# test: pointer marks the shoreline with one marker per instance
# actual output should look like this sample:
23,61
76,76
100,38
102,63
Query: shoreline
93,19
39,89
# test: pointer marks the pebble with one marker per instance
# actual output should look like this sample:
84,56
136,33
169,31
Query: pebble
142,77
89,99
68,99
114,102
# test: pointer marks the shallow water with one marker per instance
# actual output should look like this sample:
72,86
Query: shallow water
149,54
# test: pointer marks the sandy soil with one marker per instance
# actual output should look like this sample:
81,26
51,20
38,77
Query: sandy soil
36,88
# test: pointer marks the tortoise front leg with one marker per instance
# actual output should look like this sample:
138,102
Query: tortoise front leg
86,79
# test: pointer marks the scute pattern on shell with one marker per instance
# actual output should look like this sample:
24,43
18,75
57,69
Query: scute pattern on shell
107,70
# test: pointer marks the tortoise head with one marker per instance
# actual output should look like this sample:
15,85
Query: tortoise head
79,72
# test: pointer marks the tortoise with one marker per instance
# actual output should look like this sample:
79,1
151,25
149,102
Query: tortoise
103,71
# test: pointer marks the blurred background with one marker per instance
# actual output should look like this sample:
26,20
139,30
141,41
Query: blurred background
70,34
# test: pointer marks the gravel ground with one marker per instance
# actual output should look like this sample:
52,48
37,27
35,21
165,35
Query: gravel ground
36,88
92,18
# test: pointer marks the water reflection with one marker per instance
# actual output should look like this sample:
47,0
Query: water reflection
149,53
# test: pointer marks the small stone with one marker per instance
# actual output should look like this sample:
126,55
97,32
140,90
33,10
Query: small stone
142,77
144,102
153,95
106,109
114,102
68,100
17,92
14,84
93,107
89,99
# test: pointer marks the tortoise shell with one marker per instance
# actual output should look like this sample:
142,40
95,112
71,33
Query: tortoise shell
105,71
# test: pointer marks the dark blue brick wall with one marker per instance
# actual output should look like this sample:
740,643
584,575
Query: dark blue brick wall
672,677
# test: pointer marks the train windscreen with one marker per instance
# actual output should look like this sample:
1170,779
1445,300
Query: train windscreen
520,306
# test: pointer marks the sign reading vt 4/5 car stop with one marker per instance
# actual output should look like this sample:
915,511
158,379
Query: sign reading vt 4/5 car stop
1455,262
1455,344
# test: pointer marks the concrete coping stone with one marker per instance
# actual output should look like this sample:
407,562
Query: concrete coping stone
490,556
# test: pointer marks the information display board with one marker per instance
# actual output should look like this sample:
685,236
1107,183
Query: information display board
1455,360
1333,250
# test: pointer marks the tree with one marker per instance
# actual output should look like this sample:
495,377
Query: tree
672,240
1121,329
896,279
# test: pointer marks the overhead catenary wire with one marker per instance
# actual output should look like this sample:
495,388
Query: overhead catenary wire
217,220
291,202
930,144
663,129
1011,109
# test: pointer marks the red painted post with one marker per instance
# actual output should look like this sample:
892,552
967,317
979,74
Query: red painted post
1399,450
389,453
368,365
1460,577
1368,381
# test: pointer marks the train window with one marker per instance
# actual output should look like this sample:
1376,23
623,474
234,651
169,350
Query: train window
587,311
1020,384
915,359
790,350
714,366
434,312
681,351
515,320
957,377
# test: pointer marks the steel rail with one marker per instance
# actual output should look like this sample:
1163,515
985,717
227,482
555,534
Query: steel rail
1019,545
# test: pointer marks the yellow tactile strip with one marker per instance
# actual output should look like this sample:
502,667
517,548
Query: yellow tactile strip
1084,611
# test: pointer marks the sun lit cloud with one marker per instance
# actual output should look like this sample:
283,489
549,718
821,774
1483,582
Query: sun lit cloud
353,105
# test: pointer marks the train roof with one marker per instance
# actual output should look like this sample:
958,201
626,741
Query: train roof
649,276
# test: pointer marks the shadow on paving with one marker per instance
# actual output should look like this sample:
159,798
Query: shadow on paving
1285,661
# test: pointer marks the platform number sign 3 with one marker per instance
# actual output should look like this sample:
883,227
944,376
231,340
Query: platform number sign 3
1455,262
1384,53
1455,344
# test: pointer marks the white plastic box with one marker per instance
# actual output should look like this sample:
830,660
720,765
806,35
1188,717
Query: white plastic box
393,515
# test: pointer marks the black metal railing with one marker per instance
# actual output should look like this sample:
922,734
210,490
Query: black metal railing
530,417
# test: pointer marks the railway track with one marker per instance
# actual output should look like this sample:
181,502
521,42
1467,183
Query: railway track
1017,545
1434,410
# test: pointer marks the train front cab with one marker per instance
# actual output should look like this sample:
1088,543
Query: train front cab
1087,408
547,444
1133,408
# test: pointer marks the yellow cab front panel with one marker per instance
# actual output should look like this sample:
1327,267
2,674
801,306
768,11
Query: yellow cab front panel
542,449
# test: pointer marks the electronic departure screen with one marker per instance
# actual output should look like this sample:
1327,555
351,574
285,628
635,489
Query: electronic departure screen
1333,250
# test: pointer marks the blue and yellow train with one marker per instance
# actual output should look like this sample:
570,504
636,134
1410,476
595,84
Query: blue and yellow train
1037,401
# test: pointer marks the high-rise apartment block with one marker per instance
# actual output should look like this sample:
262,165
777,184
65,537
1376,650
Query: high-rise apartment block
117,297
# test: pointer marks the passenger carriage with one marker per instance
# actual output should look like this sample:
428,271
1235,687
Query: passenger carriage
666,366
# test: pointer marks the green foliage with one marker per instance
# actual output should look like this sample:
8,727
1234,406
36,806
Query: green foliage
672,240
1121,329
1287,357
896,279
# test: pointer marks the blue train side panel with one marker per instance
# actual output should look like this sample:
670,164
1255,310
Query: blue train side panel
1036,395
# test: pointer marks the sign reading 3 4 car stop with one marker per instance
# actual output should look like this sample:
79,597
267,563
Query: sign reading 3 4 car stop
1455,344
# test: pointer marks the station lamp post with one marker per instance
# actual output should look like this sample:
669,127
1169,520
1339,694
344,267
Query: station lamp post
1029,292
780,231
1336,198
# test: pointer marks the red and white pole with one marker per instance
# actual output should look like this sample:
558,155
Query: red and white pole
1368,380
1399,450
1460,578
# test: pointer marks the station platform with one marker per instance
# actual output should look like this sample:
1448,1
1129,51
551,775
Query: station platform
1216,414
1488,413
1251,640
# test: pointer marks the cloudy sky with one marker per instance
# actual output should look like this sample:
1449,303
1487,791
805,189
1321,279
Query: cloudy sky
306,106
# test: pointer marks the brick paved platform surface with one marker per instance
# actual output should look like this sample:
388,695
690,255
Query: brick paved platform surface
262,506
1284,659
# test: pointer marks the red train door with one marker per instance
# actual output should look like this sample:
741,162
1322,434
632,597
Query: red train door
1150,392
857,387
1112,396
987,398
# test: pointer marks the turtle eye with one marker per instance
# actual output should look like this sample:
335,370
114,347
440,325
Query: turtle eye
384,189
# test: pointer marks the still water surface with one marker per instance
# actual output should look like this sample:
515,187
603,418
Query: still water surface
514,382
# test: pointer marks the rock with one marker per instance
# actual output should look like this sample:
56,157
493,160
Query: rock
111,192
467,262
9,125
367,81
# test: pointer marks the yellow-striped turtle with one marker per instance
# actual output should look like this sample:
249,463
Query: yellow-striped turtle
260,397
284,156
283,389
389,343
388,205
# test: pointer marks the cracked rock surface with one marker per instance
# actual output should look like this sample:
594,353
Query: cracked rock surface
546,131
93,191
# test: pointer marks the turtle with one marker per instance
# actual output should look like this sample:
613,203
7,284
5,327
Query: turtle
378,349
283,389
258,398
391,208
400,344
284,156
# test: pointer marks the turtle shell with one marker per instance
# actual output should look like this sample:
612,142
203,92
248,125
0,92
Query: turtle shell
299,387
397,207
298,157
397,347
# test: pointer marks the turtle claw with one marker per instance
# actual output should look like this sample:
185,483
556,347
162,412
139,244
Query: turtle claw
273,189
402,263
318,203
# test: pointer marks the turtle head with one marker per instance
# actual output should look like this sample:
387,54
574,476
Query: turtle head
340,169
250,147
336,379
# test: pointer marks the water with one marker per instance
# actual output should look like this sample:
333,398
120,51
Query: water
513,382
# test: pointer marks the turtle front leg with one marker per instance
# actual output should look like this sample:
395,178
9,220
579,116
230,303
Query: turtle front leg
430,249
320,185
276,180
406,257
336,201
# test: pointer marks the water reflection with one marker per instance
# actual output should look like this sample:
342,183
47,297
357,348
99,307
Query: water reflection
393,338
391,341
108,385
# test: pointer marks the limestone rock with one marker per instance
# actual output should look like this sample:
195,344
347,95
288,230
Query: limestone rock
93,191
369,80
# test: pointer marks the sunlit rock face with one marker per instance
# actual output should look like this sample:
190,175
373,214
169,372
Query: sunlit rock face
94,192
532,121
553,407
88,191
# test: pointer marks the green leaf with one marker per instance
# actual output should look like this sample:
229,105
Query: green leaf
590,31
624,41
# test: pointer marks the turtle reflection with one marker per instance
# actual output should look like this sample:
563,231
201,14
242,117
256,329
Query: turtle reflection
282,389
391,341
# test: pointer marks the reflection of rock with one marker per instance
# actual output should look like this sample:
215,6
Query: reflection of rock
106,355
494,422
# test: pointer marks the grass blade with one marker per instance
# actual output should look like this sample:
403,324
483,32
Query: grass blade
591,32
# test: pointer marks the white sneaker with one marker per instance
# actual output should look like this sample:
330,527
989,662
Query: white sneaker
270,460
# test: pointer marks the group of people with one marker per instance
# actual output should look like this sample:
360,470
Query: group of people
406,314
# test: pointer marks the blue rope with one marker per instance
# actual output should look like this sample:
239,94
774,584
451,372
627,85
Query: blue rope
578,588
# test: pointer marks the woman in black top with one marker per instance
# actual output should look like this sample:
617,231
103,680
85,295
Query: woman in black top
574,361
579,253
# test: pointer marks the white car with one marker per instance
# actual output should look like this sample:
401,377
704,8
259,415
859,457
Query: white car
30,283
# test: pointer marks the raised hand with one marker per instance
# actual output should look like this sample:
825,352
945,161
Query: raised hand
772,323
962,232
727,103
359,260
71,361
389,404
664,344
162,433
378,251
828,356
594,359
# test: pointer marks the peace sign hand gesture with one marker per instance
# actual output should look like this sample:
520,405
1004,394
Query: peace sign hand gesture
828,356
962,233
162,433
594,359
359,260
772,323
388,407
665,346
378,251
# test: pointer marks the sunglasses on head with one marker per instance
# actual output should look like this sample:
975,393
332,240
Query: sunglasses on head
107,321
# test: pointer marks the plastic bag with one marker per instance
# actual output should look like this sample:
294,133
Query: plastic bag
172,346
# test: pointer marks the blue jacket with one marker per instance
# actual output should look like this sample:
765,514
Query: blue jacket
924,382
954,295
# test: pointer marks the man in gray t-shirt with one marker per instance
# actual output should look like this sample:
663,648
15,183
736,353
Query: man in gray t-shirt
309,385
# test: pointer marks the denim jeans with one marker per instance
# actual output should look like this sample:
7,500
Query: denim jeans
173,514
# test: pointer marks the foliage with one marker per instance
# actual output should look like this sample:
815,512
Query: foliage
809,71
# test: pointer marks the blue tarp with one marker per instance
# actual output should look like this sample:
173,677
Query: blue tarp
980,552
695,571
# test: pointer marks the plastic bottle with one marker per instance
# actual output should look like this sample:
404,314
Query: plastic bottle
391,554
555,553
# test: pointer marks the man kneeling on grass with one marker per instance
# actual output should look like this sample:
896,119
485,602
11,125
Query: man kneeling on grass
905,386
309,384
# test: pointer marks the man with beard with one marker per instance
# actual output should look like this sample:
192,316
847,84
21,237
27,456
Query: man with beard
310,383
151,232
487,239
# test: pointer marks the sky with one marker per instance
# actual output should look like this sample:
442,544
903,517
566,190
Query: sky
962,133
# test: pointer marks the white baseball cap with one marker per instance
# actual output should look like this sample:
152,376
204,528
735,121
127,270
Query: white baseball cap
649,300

########

** Problem **
Starting from the line with "# test: pointer marks the denim" and ending with the final line of the data, quote every line exactly, both ends included.

** Completed exercise **
# test: pointer marks the denim jeans with one marker per instance
# actual output should look like this sample:
7,500
Query: denim jeans
173,514
# test: pointer marks the foliage with one marker per instance
# actual output should look like this sample:
815,512
Query: foliage
809,71
# test: pointer marks the blue tarp with one marker per instance
# actual output should look like this sample:
173,677
Query: blue tarp
980,552
695,571
# test: pointer marks the plastic bottle with one marker per instance
# actual output should look like this sample:
404,314
Query: plastic bottle
391,554
555,553
# test: pointer marks the man kneeling on grass with one marker per instance
# actual output should look like this sample:
896,119
485,602
11,125
Query: man kneeling on grass
905,386
309,384
# test: pointer marks the man with beard with one marker per instance
# actual output should look like this sample:
192,316
847,84
21,237
27,456
Query: man with beard
310,383
151,232
487,239
# test: pointer marks the sky with one marker per instance
# actual output should look like this sample:
442,544
903,517
566,190
Query: sky
962,133
# test: pointer marks the white baseball cap with one marker per instance
# actual output should look like this sample:
152,376
204,528
735,121
127,270
Query: white baseball cap
649,300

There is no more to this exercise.